Karzai Links Obama to the Taliban. This is Smart Power?

Obama-Shrinks-2Back in January , President Karzai of Afghanistan and U.S. President Barack Hussein Obama (mm mmm mmmm) had a meeting, where it was decided to speed up America’ s military withdrawal from that war-torn nation. The two presidents seem to have gotten along famously.

Well…that honeymoon’s over.

Bloomberg.com reports that

Defense Secretary Chuck Hagel was greeted on his first visit to Afghanistan since taking office by suicide bombs, threats and Afghan President Hamid Karzai’s accusation that the U.S. is colluding with the Taliban.

As Hagel prepared to leave a U.S. military compound in Kabul on March 9, a Taliban suicide bomber blew himself up outside the Ministry of Defense, and another suicide bomb detonated in Khost province. Yesterday, Karzai said that those attacks, which together killed 19 people, aided U.S. goals. A joint Hagel-Karzai press conference at the presidential palace was canceled for what Pentagon officials said were security reasons.

While the Taliban said the attacks were aimed at sending a message to Hagel that the insurgents remain a powerful force, Karzai said in a speech yesterday that the U.S. is holding peace talks with the radical Islamists and the bombs were in the “service of America.”

“On the surface and to this outside observer, it appears that Karzai has gone way off the reservation, perhaps more so than he has in the past,” said David Maxwell, a retired U.S. Army colonel who’s associate director of the Center for Security Studies at Georgetown University’s School of Foreign Service. “I cannot see how we could work with such an apparently delusional leader much longer, but unfortunately I do not know if we have any other good options.”

## Tasks and exercises
[a] Repeat everything in the Karzai article from "Bloomberg.com reports that" down to "were security reasons.".
[b] Pick up the Karzai article after its final sentence and keep writing it.

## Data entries
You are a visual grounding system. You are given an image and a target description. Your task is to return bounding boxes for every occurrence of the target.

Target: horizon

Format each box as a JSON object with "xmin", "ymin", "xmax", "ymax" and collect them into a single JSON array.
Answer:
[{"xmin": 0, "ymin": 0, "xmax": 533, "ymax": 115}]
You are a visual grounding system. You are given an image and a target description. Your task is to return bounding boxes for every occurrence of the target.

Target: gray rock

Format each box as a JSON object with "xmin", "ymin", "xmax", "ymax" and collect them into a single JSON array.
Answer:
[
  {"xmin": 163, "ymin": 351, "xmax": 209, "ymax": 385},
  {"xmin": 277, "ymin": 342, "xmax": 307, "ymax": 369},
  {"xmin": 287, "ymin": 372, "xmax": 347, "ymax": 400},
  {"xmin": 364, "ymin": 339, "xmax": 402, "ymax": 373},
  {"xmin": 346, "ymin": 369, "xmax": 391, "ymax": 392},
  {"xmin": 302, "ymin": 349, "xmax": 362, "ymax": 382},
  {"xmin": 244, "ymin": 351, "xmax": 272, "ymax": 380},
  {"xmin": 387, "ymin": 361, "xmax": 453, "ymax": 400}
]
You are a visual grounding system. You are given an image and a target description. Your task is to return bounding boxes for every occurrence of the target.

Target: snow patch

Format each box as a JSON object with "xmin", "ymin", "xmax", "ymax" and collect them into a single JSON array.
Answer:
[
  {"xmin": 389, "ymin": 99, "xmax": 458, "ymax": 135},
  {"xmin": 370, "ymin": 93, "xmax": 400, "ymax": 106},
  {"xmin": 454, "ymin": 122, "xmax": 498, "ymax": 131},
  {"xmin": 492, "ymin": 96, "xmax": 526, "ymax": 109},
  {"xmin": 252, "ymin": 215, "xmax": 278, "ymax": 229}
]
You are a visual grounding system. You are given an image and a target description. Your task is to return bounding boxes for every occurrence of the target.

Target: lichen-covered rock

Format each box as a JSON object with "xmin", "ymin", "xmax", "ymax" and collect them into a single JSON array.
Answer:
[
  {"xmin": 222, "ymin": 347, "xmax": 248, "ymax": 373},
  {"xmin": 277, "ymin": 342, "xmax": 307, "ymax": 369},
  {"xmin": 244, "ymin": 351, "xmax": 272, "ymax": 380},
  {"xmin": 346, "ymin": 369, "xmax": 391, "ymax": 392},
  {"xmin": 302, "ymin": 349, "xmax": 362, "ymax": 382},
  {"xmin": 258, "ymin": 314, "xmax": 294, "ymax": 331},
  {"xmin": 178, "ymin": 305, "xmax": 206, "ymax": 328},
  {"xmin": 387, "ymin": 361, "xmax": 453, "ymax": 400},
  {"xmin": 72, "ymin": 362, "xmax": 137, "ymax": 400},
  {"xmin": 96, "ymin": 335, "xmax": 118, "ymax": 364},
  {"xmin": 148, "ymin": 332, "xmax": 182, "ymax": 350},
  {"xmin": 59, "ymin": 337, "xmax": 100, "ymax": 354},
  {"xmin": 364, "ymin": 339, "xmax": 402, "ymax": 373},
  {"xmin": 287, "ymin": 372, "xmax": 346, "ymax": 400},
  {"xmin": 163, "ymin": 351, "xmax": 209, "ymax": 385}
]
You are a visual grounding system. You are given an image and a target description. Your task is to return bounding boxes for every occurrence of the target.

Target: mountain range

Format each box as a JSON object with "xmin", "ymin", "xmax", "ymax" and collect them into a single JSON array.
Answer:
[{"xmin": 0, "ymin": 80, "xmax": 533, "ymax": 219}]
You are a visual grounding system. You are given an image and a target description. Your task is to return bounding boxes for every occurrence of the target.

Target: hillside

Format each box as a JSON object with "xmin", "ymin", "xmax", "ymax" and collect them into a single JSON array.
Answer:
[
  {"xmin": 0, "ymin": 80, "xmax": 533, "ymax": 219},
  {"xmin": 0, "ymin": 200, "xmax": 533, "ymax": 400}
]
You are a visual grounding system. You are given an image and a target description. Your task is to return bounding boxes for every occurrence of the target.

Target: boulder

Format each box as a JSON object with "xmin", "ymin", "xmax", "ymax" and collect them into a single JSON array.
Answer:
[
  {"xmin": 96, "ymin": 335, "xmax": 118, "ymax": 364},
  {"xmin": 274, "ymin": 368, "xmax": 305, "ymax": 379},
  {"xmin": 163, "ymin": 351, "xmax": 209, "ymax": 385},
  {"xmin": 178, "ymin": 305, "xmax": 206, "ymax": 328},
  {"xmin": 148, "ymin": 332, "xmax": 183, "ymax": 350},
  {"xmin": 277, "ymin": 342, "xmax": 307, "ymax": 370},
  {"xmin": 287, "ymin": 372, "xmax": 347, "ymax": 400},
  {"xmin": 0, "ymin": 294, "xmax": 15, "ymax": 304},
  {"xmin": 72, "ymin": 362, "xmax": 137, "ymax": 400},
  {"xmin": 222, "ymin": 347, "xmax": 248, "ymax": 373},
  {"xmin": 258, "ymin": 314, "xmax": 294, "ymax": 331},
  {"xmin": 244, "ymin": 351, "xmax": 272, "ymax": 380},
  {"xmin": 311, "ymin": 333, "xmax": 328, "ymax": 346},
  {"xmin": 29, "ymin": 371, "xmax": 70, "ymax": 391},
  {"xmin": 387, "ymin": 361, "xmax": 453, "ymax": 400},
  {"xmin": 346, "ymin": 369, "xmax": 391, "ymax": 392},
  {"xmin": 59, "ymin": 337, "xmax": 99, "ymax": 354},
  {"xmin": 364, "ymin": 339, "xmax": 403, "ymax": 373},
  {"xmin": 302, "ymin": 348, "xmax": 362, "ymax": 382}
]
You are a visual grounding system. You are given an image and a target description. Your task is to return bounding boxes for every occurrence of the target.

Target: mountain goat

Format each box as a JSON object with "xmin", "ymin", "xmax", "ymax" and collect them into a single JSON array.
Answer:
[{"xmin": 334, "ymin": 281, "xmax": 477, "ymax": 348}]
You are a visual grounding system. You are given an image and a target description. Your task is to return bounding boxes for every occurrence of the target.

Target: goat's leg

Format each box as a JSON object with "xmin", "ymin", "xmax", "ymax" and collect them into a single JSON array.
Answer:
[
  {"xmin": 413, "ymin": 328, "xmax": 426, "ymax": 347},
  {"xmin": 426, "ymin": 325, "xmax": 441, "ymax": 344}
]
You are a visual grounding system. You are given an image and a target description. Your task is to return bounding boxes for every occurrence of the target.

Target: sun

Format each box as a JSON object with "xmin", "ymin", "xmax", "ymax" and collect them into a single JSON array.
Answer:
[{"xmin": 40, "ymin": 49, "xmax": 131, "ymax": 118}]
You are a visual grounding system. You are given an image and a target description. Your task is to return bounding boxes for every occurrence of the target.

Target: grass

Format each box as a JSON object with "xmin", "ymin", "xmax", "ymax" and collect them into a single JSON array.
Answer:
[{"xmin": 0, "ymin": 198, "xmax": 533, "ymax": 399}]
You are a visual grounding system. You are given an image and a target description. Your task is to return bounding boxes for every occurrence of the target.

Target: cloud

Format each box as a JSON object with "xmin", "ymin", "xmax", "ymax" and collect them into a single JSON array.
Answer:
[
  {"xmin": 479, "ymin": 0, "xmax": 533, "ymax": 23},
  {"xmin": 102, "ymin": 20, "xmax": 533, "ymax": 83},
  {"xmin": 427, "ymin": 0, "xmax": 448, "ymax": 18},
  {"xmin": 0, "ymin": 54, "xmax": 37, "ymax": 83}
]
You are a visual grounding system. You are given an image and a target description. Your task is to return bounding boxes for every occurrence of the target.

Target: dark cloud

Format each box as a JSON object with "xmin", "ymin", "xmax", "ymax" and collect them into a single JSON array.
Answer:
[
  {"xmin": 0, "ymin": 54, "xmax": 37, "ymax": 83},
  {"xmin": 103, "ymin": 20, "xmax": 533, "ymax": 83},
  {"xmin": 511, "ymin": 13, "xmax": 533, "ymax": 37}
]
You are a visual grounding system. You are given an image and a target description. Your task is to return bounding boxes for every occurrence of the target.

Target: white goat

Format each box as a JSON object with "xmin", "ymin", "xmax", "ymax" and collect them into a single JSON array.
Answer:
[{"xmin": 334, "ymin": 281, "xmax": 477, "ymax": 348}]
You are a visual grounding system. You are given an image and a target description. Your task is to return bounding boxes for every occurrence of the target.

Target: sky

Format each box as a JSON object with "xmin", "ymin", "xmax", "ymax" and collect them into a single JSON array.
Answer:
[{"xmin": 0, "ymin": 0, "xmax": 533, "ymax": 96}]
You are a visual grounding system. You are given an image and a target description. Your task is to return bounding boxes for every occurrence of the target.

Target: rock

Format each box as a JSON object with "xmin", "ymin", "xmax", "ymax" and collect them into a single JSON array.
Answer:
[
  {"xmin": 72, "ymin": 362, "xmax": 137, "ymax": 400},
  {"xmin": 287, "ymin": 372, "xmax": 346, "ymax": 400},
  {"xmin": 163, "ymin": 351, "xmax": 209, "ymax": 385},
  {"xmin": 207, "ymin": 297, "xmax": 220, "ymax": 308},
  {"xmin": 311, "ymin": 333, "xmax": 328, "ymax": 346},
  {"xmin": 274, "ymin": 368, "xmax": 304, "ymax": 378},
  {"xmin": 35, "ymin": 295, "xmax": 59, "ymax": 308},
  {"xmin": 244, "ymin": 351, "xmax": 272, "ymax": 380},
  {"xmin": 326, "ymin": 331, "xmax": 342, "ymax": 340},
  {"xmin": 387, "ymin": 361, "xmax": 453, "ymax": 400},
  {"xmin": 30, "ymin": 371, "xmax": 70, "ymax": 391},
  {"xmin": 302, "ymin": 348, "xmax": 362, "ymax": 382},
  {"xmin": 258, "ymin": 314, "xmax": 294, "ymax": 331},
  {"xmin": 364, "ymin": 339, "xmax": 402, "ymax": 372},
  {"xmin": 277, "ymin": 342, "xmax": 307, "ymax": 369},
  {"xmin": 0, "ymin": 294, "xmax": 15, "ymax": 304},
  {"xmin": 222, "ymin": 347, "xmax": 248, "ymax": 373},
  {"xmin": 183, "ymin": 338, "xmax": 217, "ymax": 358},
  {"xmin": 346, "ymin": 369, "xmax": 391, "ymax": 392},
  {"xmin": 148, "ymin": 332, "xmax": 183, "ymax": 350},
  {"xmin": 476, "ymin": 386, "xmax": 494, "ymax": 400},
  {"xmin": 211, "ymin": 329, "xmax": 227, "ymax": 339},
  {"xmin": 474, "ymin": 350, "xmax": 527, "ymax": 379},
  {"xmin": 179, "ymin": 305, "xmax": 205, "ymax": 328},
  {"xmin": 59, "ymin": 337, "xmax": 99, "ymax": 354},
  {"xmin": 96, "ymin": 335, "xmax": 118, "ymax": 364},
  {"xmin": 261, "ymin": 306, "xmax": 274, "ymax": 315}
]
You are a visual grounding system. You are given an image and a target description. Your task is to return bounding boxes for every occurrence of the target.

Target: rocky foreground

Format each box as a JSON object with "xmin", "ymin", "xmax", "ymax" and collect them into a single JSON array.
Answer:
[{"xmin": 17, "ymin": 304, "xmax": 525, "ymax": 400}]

## Final answers
[a]
Bloomberg.com reports that

Defense Secretary Chuck Hagel was greeted on his first visit to Afghanistan since taking office by suicide bombs, threats and Afghan President Hamid Karzai’s accusation that the U.S. is colluding with the Taliban.

As Hagel prepared to leave a U.S. military compound in Kabul on March 9, a Taliban suicide bomber blew himself up outside the Ministry of Defense, and another suicide bomb detonated in Khost province. Yesterday, Karzai said that those attacks, which together killed 19 people, aided U.S. goals. A joint Hagel-Karzai press conference at the presidential palace was canceled for what Pentagon officials said were security reasons.

[b]
Karzai’s allegations and the suicide attacks gave the new defense secretary, who took office March 1, a close-up view of the military and political obstacles the Obama administration faces as it tries to extricate the U.S. from a war it’s been waging for more than 11 years, train Afghan forces to take over the fight, root out official corruption, curb opium trafficking, and develop the Afghan economy.

President Barack Obama has ordered the withdrawal of 34,000 of about 68,000 U.S. troops in Afghanistan by February. Former Defense Secretary Leon Panetta said last month that the drawdown will occur in stages, with the force dropping to 50,000 by November, after the summer fighting season, and then to 34,000 by February. More troops will come home after Afghan elections planned for early 2014, Panetta said.

“When you spend 48 hours in Afghanistan or any part of the world that’s still dangerous, you again recognize the complications that exist every day in these parts of the world,” Hagel, a combat veteran of Vietnam, told reporters at a U.S. military base after he met with Karzai yesterday. Asked about Karzai’s accusation that the U.S. was colluding with the Taliban, Hagel said he “spoke clearly and directly” to Karzai on the matter. Hagel didn’t elaborate.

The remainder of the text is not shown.